WHAT THIS TASK INVOLVES -
Rewrite the lines below, replacing "parked car" with "stopped vehicle" and leaving everything else unchanged.

===============

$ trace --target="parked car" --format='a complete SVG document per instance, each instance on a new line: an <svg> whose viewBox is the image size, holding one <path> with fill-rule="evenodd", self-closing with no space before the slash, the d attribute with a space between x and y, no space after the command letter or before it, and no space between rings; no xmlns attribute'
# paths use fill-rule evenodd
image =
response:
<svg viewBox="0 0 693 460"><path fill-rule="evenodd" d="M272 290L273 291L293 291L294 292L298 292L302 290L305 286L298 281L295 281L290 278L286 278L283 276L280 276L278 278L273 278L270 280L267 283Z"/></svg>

===============

RESPONSE BELOW -
$ trace --target="stopped vehicle" --format='a complete SVG document per instance, each instance on a new line: an <svg> whose viewBox is the image size, holding one <path> with fill-rule="evenodd", self-closing with no space before the slash, the d attribute with a space between x and y, no space after the command letter or before it, and no space between rings; no xmlns attribute'
# paths use fill-rule evenodd
image =
response:
<svg viewBox="0 0 693 460"><path fill-rule="evenodd" d="M272 290L273 291L293 291L294 292L298 292L302 290L305 286L298 281L295 281L290 278L286 278L283 276L280 276L278 278L273 278L270 280L267 283Z"/></svg>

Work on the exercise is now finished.